» **TASK INPUT**

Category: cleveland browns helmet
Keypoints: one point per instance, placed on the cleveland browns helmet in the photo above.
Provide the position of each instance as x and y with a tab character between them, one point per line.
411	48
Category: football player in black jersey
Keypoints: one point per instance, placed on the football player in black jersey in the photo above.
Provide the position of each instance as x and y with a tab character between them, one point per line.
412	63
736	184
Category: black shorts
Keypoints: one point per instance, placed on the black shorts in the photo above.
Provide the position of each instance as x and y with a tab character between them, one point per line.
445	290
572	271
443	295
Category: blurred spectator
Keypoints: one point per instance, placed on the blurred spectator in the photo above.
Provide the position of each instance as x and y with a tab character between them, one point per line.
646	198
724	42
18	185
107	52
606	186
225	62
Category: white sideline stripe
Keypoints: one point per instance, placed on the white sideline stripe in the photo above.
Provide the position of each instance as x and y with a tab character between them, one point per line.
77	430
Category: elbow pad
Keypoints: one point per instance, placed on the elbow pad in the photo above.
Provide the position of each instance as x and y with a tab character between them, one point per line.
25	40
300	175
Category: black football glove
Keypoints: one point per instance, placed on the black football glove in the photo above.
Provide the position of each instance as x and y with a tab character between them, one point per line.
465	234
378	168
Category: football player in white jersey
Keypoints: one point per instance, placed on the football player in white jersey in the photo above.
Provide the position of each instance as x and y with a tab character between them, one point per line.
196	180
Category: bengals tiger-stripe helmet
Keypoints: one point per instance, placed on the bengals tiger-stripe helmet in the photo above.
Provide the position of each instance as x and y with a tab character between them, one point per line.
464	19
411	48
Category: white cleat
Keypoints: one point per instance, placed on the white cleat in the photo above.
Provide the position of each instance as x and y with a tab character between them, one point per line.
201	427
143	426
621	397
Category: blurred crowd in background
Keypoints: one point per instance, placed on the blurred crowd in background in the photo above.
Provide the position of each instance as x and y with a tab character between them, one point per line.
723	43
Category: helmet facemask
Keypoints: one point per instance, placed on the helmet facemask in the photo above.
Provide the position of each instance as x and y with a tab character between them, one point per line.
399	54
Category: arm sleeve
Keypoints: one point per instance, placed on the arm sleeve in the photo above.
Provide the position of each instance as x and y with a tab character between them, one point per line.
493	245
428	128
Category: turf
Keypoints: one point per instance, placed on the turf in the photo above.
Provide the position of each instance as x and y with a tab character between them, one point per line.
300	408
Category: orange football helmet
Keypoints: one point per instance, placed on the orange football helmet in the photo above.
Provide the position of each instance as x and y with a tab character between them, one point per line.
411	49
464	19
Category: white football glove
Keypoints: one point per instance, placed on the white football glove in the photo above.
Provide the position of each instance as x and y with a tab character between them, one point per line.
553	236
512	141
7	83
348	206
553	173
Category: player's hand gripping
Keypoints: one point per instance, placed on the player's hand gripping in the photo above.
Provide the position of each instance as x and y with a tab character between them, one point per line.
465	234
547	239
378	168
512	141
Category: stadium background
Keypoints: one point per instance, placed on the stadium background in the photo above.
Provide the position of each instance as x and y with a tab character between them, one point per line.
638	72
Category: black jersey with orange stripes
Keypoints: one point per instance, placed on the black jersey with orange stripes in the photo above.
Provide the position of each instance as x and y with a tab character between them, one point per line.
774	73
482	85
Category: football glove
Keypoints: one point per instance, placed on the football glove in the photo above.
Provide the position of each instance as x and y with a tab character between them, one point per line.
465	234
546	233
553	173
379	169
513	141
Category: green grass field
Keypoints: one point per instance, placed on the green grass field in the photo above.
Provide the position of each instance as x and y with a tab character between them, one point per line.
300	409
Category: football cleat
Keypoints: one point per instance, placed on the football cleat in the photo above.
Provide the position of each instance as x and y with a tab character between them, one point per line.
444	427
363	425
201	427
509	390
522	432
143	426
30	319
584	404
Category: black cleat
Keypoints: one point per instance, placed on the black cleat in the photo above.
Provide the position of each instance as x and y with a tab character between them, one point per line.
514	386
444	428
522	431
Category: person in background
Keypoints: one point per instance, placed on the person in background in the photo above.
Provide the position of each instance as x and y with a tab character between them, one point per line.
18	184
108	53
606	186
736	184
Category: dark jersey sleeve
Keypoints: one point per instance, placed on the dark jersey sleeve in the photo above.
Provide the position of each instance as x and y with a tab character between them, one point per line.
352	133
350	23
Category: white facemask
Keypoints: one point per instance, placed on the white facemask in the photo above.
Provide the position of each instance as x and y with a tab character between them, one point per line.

» **WHAT IS EXPECTED**
Can you render every line of the records above as a Markdown table with the columns "Row" and "Line", numbering each row and leaving out blank lines?

» **EXERCISE ANSWER**
| Row | Line |
|---|---|
| 1 | Category: cleveland browns helmet |
| 2 | Keypoints: one point per instance, placed on the cleveland browns helmet in the photo above. |
| 3 | Provide the position of each instance as x and y with a tab character between them, one point per line. |
| 4 | 411	48 |
| 5 | Category: football player in black jersey |
| 6 | Keypoints: one point per instance, placed on the football player in black jersey in the photo above. |
| 7 | Provide the position of each instance as x and y with a tab character between them, one point per line. |
| 8 | 412	63 |
| 9 | 736	184 |
| 10 | Category: black shorts |
| 11 | Keypoints: one point per instance, placed on the black shorts in the photo above. |
| 12 | Provide the position of each instance as x and y with a tab character between them, one point per line. |
| 13 | 445	290 |
| 14 | 572	271 |
| 15 | 443	295 |
| 16 | Category: blurred spectator |
| 17 | Keypoints: one point per instance, placed on the blurred spectator in the photo above. |
| 18 | Provide the position of each instance as x and y with a tab character between them, one point per line. |
| 19 | 646	198 |
| 20 | 724	42 |
| 21 | 18	185 |
| 22 | 107	52 |
| 23 | 606	186 |
| 24 | 225	62 |
| 25 | Category: white sideline stripe |
| 26 | Keypoints: one point per instance, placed on the white sideline stripe in the photo above. |
| 27 | Provide the position of each instance as x and y with a tab character between them, one point per line. |
| 28 | 77	430 |
| 29 | Category: elbow pad |
| 30 | Keypoints: one point per instance, placed on the elbow pad in the photo above. |
| 31 | Provide the position of each instance as x and y with a tab character between them, one point per line. |
| 32 | 25	40 |
| 33 | 300	175 |
| 34 | Category: black football glove |
| 35 | Keypoints: one point per instance, placed on the black football glove in the photo above. |
| 36 | Provide the position of each instance as x and y with a tab character between them, one point per line. |
| 37 | 465	234 |
| 38 | 378	168 |
| 39 | Category: football player in white jersey |
| 40 | Keypoints: one point per instance, placed on the football player in white jersey in the photo above. |
| 41 | Provide the position of each instance as x and y with a tab character between them, one point per line. |
| 42 | 196	180 |
| 43 | Category: bengals tiger-stripe helmet |
| 44 | Keypoints: one point per instance, placed on the bengals tiger-stripe helmet in the photo above. |
| 45 | Provide the position of each instance as x and y with a tab character between them, one point per line. |
| 46 | 464	19 |
| 47 | 411	48 |
| 48 | Category: white cleat |
| 49 | Keypoints: one point per instance, placed on the white cleat in the photo above. |
| 50 | Provide the position of each instance as x and y with a tab character between them, one point per line. |
| 51 | 201	427 |
| 52 | 143	426 |
| 53 | 621	397 |
| 54 | Category: blurred crowd in background |
| 55 | Keypoints: one point per instance, placed on the blurred crowd in background in the photo above. |
| 56 | Provide the position of each instance as x and y with a tab character between them, one point per line. |
| 57 | 723	43 |
| 58 | Category: helmet facemask |
| 59 | Keypoints: one point per instance, placed on the helmet facemask in the photo above. |
| 60 | Provide the position of each instance as x and y with a tab character between them, one point per line. |
| 61 | 399	54 |
| 62 | Category: arm sleeve |
| 63 | Keypoints: one point per instance, placed on the arm sleeve in the photo above. |
| 64 | Provide the position of each instance as x and y with a tab character between them, one point per line. |
| 65 | 493	245 |
| 66 | 428	128 |
| 67 | Category: turf |
| 68 | Keypoints: one point per instance, placed on the turf in the photo above. |
| 69 | Provide the position of each instance as x and y with a tab character between them, one point per line. |
| 70 | 300	408 |
| 71 | Category: orange football helmet |
| 72 | Keypoints: one point per instance, placed on the orange football helmet in the photo above. |
| 73 | Provide the position of each instance as x and y with a tab character between them, one point per line. |
| 74 | 411	49 |
| 75 | 464	19 |
| 76 | Category: white football glove |
| 77 | Keypoints: one point per instance, placed on the white football glove in the photo above. |
| 78 | Provide the position of each instance as x and y with a tab character between them, one point per line. |
| 79 | 553	236 |
| 80 | 512	141 |
| 81 | 7	83 |
| 82 | 348	206 |
| 83 | 553	173 |
| 84 | Category: player's hand gripping |
| 85 | Keypoints: one point per instance, placed on the player's hand gripping in the photo above. |
| 86 | Provide the position of each instance as x and y with a tab character between them, one point per line. |
| 87 | 465	234 |
| 88 | 547	239 |
| 89 | 378	168 |
| 90 | 512	141 |
| 91 | Category: stadium background |
| 92 | Keypoints: one point per instance, placed on the stadium background in the photo above. |
| 93 | Provide the position of each instance as x and y with a tab character between them, one point per line. |
| 94 | 638	72 |
| 95 | Category: black jersey with orange stripes |
| 96 | Keypoints: one point per instance, placed on the black jersey with orange stripes in the photo above. |
| 97 | Provide the position of each instance as x and y with a tab character between them, one point per line. |
| 98 | 774	73 |
| 99 | 482	85 |
| 100 | Category: football glove |
| 101 | Keypoints: one point per instance, placed on the football glove in the photo above. |
| 102 | Provide the position of each instance as x and y with a tab character between them, one point per line. |
| 103 | 465	234 |
| 104 | 546	233 |
| 105 | 553	173 |
| 106 | 379	169 |
| 107 | 513	141 |
| 108 | Category: green grass field |
| 109 | Keypoints: one point per instance, placed on the green grass field in the photo above. |
| 110 | Provide the position of each instance as x and y with a tab character between them, one point per line. |
| 111 | 300	409 |
| 112 | Category: football cleat |
| 113 | Keypoints: one point per instance, placed on the football cleat in the photo above. |
| 114 | Provide the position of each instance as x and y with a tab character between them, one point per line. |
| 115 | 444	427 |
| 116 | 363	425 |
| 117 | 201	427 |
| 118 | 509	390 |
| 119 | 522	432 |
| 120 | 143	426 |
| 121 | 30	319 |
| 122 | 584	404 |
| 123 | Category: black cleat |
| 124 | Keypoints: one point per instance, placed on the black cleat in the photo above. |
| 125 | Provide the position of each instance as x and y with a tab character between them, one point per line. |
| 126 | 514	386 |
| 127 | 444	428 |
| 128 | 522	431 |
| 129 | Category: person in background |
| 130 | Keypoints: one point per instance, placed on the person in background in the photo above. |
| 131 | Provide the position of each instance as x and y with a tab character between them, one point per line. |
| 132 | 18	184 |
| 133 | 108	53 |
| 134 | 606	186 |
| 135 | 736	184 |
| 136 | Category: dark jersey sleeve |
| 137 | Keypoints: one point per instance, placed on the dark jersey sleeve in the photo above. |
| 138 | Provide the position of each instance as x and y with a tab character between them, one point per line. |
| 139 | 352	133 |
| 140 | 350	23 |
| 141 | Category: white facemask |
| 142 | Keypoints: one point per instance, placed on the white facemask in the photo above. |
| 143 | Provide the position of each instance as x and y with a tab character between them, one point per line. |